PROBLEM REQUIREMENTS.
Return the part of the article on teachers' performance-related pay between "He added that" and "inspections, he said.", inclusive, copied word for word.

TEXT FOR ANALYSIS.
********************

Children are being used as pawns in the teacher unions' fight against performance-related pay, the chief inspector of schools said yesterday.
Chris Woodhead stepped into the fight between teachers and the Government after delegates at the National Union of Teachers' conference in Harrogate said the stress for teachers caused by the pay reforms would mean more stress for children.
Under the plans, pay rises will depend partly on the pupils' results. Mr Woodhead told BBC Radio 4's Today programme: "Teachers' pay doesn't depend exclusively on results. Part of it does and part of it should because a teacher's job in a primary school is to ensure children learn to read and write and to master the basic rules of number."
He added that the pressure felt by pupils was usually communicated by the teacher: "I don't think teachers are going to be so unprofessional that they communicate unacceptable levels of stress. I think they are using children as pawns in a game, the game being that the union is opposed to performance-related pay just as it is opposed to inspection."
Commenting on the cases of four teachers whose deaths have been linked at inquests to inspections by Ofsted, the body he heads, he expressed "deep sadness" but said the coroners' courts had "not concluded cause and effect in a simplistic way". Ofsted was looking at ways of reducing the pressure on teachers but parents generally supported regular inspections, he said.
Doug McAvoy, the union's general secretary, strongly defended the teachers. "There can be no doubt that when you introduce payment by results teachers become anxious. You can't expect that anxiety not to communicate itself to pupils.
"One of the results will be that teachers will concentrate their efforts on those children whose results will be the easiest to improve," he said.
Teachers say performance-related pay will increase stress in a profession already under huge pressures. The union is dealing with 120 cases of teachers who are considering suing local authorities for stress. One delegate from Bradford said a survey of its members found 52 per cent were suffering from stress.
Delegates voted to take industrial action if bullying heads failed to change their ways after hearing that one in four teachers - 100,000 - had been bullied in recent years.
Simon Jones of the executive said that one teacher whose partner had died of cancer had been told by her headteacher that it was good the distraction was over so that she could focus more on her teaching.

********************

ENTRIES PROVIDED.

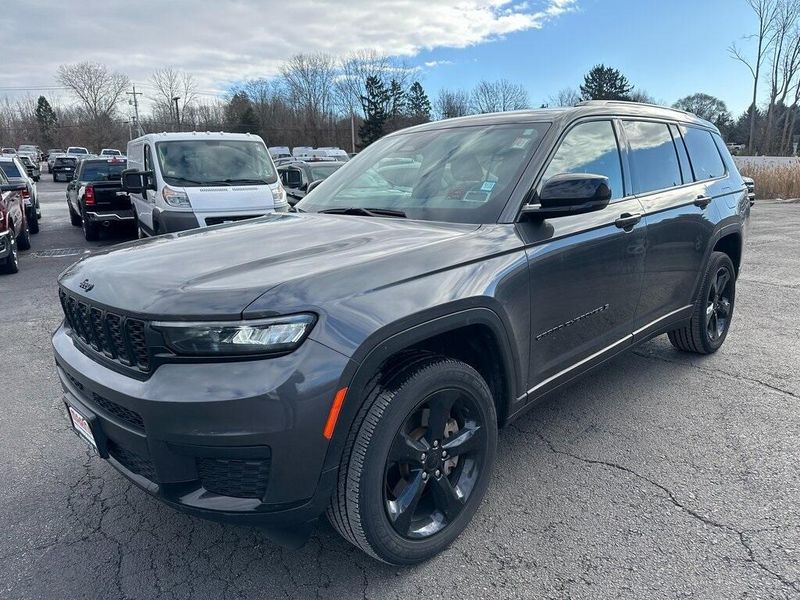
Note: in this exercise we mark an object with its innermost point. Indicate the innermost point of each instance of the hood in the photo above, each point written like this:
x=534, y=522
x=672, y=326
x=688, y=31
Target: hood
x=218, y=272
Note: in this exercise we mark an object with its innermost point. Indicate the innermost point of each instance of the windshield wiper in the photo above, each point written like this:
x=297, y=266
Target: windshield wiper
x=367, y=212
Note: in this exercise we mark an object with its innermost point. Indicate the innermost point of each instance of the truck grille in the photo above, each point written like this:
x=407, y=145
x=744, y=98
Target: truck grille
x=239, y=478
x=115, y=336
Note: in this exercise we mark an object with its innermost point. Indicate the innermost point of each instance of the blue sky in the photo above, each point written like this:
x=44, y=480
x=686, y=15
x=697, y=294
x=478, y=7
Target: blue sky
x=670, y=49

********************

SOLUTION TO THE EXERCISE.
He added that the pressure felt by pupils was usually communicated by the teacher: "I don't think teachers are going to be so unprofessional that they communicate unacceptable levels of stress. I think they are using children as pawns in a game, the game being that the union is opposed to performance-related pay just as it is opposed to inspection."
Commenting on the cases of four teachers whose deaths have been linked at inquests to inspections by Ofsted, the body he heads, he expressed "deep sadness" but said the coroners' courts had "not concluded cause and effect in a simplistic way". Ofsted was looking at ways of reducing the pressure on teachers but parents generally supported regular inspections, he said.